◆ Selected excerpt ◆
= = = =
Putting everything together.
If you're using a new case the offsets the motherboard mounts to may be in a plastic bag. The offsets are like small screws with a tall nut instead of a screw head. If you buy a new case it may have more screw holes for offsets that you need in different patterns to match different board standards. The offsets just screw in & do not have to be super tight [the sheet metal may be too thin to get them super tight without damaging the threads] -- I just make sure they're snug using a pair of pliers. At any rate, look at the board's mounting holes and look at the installed offsets and they should match. You'll want to install the case fans, with the exception of any fans on the rear case panel, and then usually the power supply. The power supply is heavier, so you don't want to slip and drop it on the board. If it uses modular cables you want to plug in the ones you'll use before you mount the supply using 4 screws at the rear of the case -- it's easier. If the motherboard uses a separate I/O plate, you want to pop that into place. And if you're using water cooling, it *may* be easier to mount the radiator now -- they generally mount using precut holes for fans in the case. And depending on the case design, it may be easier to mount any 2.5, 3.5, &/or optical drives now.
Next carefully inspect the motherboard for any damage or manufacturing defects, e.g., check the CPU socket for extra plastic from the molding process. Assuming everything looks good, & in any order, install the CPU, any M2 drives, RAM, and as necessary, the backplate for the CPU cooler. If you're going to use an air cooler for the CPU, it may be easier to install it now rather than when the board's mounted, depending on how big the air cooler is. Note that there are usually 4 RAM slots, but most people buy a set of 2 sticks of RAM. Check the motherboard manual for which slots to use. Note also, the number and speed of M2 sockets varies, plus using one or two of the available sockets often results in reduced speeds for one or more pci card slots. Read the manual to help determine which M2 sockets you use.
= = = =
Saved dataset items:
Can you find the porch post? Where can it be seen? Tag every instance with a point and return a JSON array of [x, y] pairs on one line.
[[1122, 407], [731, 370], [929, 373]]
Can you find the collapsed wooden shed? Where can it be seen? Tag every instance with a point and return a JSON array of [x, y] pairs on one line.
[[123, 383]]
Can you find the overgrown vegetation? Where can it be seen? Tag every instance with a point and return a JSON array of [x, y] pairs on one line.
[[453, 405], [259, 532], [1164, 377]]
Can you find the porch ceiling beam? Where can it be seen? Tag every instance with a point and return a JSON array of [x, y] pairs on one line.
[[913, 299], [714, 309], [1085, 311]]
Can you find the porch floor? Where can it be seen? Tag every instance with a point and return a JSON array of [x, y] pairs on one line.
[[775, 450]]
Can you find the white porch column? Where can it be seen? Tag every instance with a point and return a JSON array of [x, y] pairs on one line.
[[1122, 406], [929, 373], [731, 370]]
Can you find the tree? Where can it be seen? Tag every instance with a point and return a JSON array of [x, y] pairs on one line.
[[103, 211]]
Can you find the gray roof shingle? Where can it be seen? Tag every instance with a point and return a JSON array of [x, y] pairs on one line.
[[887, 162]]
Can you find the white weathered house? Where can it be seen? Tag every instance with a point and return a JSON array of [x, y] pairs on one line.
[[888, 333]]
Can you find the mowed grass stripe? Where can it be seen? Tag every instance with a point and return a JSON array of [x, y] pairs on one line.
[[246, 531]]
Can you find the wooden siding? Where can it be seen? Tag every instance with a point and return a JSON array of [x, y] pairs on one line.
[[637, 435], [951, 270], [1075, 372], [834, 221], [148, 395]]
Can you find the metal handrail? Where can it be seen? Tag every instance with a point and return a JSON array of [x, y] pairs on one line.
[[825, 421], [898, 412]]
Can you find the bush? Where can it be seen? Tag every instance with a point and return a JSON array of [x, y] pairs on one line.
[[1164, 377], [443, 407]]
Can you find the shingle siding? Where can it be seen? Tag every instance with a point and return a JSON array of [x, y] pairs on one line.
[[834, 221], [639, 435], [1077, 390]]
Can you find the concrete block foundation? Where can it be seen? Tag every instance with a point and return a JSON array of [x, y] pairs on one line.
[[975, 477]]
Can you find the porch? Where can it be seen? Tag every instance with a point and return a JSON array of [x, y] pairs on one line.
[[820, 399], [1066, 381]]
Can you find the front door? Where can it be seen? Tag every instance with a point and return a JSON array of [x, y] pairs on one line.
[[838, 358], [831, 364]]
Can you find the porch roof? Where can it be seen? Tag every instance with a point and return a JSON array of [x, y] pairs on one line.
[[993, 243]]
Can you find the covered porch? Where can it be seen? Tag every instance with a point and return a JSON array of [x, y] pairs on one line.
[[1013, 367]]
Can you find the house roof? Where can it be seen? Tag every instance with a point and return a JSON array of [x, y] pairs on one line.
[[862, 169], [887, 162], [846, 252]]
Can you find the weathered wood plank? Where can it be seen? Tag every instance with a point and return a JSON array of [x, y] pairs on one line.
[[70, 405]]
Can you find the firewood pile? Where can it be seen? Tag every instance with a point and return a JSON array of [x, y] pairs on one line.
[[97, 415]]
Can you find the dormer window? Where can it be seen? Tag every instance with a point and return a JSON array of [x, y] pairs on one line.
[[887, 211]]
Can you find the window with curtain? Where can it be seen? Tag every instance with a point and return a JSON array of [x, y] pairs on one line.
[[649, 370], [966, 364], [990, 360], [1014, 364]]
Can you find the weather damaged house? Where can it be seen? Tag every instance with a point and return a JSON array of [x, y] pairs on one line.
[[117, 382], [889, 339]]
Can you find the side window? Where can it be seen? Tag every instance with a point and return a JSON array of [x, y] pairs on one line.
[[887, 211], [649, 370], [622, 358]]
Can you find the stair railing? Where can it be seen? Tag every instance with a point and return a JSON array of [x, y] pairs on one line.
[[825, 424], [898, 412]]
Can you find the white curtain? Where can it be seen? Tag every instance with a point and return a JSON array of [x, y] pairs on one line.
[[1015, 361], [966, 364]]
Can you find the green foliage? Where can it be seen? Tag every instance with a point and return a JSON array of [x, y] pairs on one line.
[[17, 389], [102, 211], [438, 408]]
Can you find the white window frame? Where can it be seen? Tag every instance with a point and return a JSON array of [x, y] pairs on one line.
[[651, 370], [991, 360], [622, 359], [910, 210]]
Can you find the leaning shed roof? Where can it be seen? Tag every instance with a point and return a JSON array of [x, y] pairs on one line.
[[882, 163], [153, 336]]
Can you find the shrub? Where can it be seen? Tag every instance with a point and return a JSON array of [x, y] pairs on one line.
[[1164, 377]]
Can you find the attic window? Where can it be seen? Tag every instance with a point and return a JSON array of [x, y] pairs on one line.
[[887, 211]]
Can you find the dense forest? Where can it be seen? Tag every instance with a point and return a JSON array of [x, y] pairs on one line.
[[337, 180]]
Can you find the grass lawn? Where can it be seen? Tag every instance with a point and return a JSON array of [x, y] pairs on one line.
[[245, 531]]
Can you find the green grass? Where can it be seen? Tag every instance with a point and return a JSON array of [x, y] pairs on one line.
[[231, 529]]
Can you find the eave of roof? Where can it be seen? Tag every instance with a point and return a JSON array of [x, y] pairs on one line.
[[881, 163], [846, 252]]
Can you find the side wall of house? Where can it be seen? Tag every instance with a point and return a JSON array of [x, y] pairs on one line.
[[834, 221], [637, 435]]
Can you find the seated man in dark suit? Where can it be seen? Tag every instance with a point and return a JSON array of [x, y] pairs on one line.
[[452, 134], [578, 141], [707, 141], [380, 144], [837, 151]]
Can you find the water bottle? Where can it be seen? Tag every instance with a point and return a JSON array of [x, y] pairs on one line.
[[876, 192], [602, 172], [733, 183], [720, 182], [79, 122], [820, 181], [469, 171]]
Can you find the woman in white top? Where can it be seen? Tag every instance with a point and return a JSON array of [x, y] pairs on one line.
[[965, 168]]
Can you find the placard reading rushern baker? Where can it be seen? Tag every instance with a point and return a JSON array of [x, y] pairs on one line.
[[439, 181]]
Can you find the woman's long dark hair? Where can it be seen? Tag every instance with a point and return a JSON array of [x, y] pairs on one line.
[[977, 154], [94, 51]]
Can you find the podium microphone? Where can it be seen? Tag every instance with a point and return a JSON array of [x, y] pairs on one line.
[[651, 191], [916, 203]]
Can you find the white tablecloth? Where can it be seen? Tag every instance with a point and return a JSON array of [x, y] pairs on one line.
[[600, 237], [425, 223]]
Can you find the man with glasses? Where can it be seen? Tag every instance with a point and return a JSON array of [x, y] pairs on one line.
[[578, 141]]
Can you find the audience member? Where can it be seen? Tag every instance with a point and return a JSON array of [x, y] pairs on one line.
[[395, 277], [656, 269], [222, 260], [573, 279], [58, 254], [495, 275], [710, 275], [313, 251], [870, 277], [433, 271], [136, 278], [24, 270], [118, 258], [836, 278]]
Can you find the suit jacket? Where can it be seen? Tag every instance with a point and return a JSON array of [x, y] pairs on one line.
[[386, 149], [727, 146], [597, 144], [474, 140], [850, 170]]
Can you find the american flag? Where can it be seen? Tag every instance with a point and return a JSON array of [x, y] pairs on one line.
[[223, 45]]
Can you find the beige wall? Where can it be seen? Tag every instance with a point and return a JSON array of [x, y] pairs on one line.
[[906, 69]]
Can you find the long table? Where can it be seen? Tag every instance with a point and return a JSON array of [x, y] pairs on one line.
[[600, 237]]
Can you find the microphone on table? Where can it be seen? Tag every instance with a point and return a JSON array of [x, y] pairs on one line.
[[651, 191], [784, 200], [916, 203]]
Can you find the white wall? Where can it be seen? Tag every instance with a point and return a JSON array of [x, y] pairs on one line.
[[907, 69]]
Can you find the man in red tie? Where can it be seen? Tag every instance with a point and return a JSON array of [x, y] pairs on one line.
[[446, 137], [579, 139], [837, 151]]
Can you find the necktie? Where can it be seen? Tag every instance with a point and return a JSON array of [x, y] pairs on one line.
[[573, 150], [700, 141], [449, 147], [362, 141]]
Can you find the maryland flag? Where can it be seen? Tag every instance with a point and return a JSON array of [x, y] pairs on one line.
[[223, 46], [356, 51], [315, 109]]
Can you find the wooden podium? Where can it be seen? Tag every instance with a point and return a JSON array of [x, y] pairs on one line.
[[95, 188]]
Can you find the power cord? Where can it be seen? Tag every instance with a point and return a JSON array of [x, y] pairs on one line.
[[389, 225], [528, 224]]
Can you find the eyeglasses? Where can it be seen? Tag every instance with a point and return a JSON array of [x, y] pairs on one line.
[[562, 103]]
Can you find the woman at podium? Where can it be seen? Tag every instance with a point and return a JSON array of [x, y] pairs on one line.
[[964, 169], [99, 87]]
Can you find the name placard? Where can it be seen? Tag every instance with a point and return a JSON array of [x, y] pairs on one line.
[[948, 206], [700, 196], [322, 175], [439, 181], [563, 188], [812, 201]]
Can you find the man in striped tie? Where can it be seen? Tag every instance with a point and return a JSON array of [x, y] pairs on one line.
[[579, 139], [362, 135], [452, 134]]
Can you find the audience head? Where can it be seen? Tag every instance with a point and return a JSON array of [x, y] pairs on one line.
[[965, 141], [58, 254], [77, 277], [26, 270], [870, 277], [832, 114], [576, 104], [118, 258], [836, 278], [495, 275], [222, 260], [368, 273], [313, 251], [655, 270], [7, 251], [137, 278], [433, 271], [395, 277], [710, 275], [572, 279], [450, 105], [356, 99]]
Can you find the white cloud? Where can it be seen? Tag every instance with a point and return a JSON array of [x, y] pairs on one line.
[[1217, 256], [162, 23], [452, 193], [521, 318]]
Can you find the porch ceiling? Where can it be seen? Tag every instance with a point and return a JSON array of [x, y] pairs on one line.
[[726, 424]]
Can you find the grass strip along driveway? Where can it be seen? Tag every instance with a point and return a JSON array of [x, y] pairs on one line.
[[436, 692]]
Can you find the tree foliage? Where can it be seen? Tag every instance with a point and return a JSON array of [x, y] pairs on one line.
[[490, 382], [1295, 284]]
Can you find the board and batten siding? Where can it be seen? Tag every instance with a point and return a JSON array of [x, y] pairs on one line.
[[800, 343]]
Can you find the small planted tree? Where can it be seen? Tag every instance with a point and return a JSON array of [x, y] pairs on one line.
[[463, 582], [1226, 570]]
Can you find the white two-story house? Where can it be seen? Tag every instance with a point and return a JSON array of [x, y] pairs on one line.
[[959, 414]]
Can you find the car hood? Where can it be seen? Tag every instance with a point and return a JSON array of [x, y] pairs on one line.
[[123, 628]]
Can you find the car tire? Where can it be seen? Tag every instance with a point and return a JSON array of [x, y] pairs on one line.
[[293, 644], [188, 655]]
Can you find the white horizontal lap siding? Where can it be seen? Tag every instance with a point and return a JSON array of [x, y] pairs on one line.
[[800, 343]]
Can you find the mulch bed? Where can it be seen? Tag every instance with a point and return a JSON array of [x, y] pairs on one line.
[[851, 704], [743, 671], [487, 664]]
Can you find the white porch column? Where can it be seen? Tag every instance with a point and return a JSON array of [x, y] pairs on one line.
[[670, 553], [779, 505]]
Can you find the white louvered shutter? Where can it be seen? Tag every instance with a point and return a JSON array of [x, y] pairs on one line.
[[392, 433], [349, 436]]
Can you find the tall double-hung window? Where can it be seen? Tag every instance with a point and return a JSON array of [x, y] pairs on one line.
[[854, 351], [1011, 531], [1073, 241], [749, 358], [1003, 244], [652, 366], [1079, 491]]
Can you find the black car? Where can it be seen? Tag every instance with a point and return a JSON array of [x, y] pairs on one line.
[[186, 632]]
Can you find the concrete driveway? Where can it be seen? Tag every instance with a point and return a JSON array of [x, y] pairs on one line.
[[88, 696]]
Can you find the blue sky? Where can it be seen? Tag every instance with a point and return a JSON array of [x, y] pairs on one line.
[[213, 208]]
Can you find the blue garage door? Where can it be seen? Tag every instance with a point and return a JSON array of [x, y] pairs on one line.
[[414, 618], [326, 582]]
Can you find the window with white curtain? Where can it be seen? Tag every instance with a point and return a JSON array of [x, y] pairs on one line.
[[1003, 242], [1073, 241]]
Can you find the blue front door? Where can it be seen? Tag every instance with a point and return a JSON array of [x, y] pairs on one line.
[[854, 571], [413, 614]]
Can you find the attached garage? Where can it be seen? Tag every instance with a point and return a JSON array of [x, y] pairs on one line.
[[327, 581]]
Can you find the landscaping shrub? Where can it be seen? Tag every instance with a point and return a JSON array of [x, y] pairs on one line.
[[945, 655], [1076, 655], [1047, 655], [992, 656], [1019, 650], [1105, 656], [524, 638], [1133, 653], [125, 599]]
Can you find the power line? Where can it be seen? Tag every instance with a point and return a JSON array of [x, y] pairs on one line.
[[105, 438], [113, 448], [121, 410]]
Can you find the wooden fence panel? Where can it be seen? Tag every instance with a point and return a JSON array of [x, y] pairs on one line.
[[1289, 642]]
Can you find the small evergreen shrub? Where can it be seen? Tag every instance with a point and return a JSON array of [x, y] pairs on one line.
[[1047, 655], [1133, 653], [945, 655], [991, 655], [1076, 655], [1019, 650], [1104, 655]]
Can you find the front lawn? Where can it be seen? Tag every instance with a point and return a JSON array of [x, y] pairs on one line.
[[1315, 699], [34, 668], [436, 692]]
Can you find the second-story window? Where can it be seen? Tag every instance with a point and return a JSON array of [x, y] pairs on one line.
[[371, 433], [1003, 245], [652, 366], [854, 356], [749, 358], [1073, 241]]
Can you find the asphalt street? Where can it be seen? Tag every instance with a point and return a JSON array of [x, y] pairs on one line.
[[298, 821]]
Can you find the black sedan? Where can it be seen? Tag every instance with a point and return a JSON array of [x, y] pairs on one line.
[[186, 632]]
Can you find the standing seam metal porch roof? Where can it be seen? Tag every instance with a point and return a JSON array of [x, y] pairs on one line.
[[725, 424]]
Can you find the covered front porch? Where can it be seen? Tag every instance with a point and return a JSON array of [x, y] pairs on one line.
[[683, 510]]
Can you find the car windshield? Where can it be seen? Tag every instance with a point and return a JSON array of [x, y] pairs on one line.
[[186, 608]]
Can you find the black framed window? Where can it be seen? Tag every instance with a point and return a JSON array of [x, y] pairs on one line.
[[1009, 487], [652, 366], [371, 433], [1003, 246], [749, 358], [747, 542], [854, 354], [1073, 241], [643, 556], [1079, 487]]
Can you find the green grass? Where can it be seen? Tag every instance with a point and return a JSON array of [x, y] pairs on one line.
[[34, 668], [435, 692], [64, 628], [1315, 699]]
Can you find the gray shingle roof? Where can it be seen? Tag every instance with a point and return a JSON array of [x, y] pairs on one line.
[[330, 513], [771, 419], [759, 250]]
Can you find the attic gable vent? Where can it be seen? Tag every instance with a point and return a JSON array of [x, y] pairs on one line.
= = = =
◆ Written exercise ◆
Reproduce the passage of the PC assembly guide word for word, starting with "Next carefully inspect" and going on through "sockets you use.".

◆ Answer to this task ◆
Next carefully inspect the motherboard for any damage or manufacturing defects, e.g., check the CPU socket for extra plastic from the molding process. Assuming everything looks good, & in any order, install the CPU, any M2 drives, RAM, and as necessary, the backplate for the CPU cooler. If you're going to use an air cooler for the CPU, it may be easier to install it now rather than when the board's mounted, depending on how big the air cooler is. Note that there are usually 4 RAM slots, but most people buy a set of 2 sticks of RAM. Check the motherboard manual for which slots to use. Note also, the number and speed of M2 sockets varies, plus using one or two of the available sockets often results in reduced speeds for one or more pci card slots. Read the manual to help determine which M2 sockets you use.